▶ _TEXTO DA PÁGINA_
As associações cívicas signatárias do presente documento, integrantes da Plataforma Convergir, organizações não governamentais, de carácter ambiental, social, político ou humanitário, ou aparentado, vêm por este meio saudar o novo Presidente da República Portuguesa no início do seu mandato e propor-lhe que tenha em consideração o documento que adiante apresentamos como um contributo de cidadania para o exercício das suas funções.
Simultaneamente, pretendem solicitar-lhe que, sem prejuízo das questões correntes e das prioridades que estabeleça, decida atribuir, se possível desde já e ao longo dos próximos cinco anos, uma importância especial à questão da sustentabilidade do desenvolvimento de Portugal.
As signatárias pedem igualmente ao Presidente da República, como mais alto responsável da hierarquia política portuguesa, que exerça toda a sua influência institucional para que o País venha a adoptar rapidamente estratégias efectivas de Desenvolvimento Sustentável, superando o atraso e a negligência que nesta matéria se têm verificado, quer ao nível do poder central, quer ao nível local.
Nessa perspectiva, julgamos que o Presidente da República não poderá alhear-se do incentivo à implantação das Agendas 21 Locais, por forma a contribuir para que a evolução social e económica se processe tendo em conta a necessidade de preservar para as gerações presentes e futuras os recursos naturais, a qualidade do ambiente, a integridade ou a restauração da beleza paisagística, o ordenamento equilibrado do território, a equidade e a justiça sociais, a equidade e a justiça ambientais e a coesão económica, social e territorial.
As signatárias sugerem ainda que poderá ter um impacto importante na sociedade portuguesa o empenho do Presidente da República na promoção e divulgação das boas práticas em matéria de sustentabilidade que possam já existir no País, inclusive a nível de municípios, intervenção essa de intuitos pedagógicos e de sensibilização dos sectores da administração ou das autarquias que ainda não tenham feito qualquer diligência no sentido de cumprir os compromissos decorrentes da participação portuguesa na Cimeira da Terra de 1992. Pretende-se que sejam dados novos e decisivos passos, quer a nível nacional quer das autarquias, para o cumprimento, por parte do nosso País, dos compromissos então assumidos, não apenas por se tratar de uma obrigação internacional, mas antes de mais no interesse da própria sobrevivência sustentável de Portugal.

▶ _REGISTOS DE DADOS_
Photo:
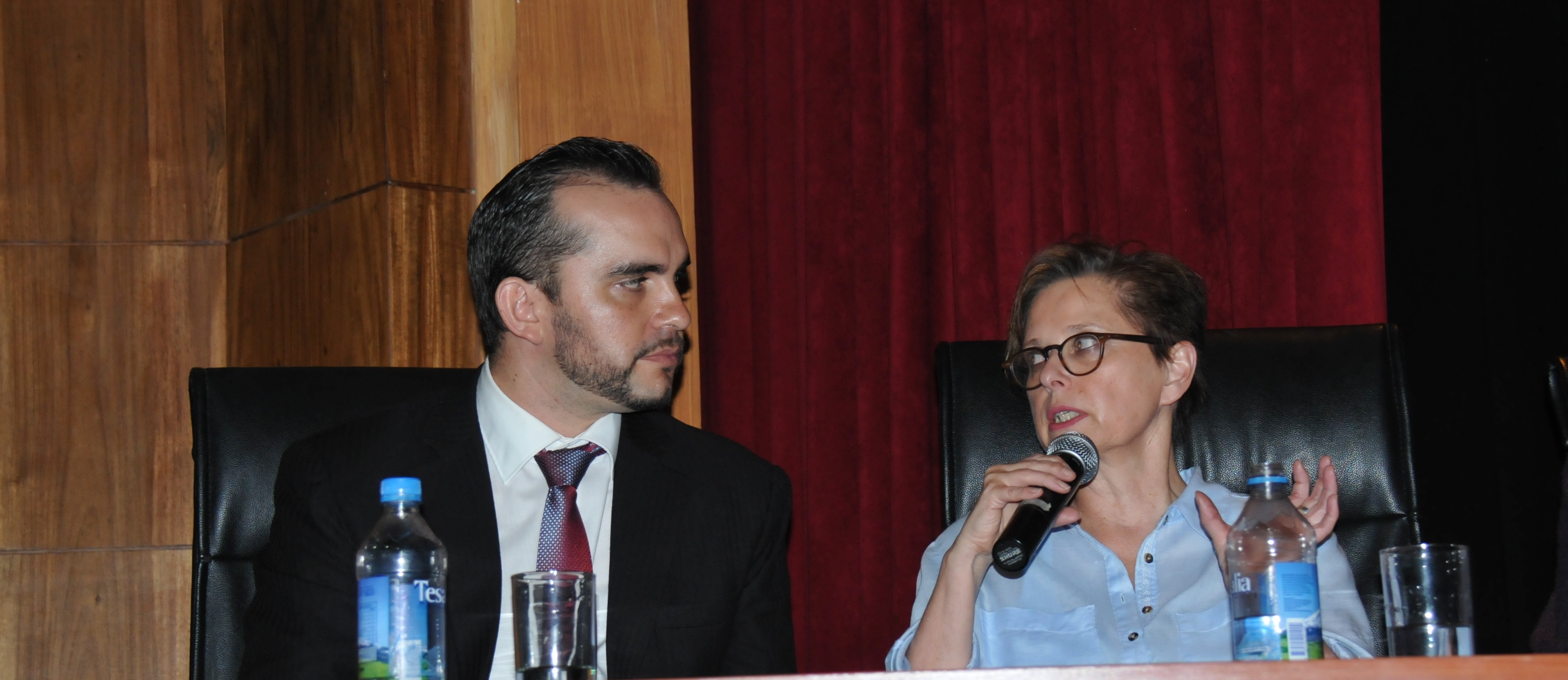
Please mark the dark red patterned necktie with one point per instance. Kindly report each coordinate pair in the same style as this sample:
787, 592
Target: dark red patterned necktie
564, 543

▶ _O QUE SE PEDE_
1) No documento dirigido ao Presidente da República, durante quanto tempo pedem as signatárias que ele dê importância especial à sustentabilidade do desenvolvimento de Portugal?
2) Transcreva textualmente, do documento dirigido ao Presidente da República, tudo o que vai desde "As signatárias sugerem" até "sustentável de Portugal.".

▶ _RESPOSTAS_
1) Se possível desde já e ao longo dos próximos cinco anos.

2)
As signatárias sugerem ainda que poderá ter um impacto importante na sociedade portuguesa o empenho do Presidente da República na promoção e divulgação das boas práticas em matéria de sustentabilidade que possam já existir no País, inclusive a nível de municípios, intervenção essa de intuitos pedagógicos e de sensibilização dos sectores da administração ou das autarquias que ainda não tenham feito qualquer diligência no sentido de cumprir os compromissos decorrentes da participação portuguesa na Cimeira da Terra de 1992. Pretende-se que sejam dados novos e decisivos passos, quer a nível nacional quer das autarquias, para o cumprimento, por parte do nosso País, dos compromissos então assumidos, não apenas por se tratar de uma obrigação internacional, mas antes de mais no interesse da própria sobrevivência sustentável de Portugal.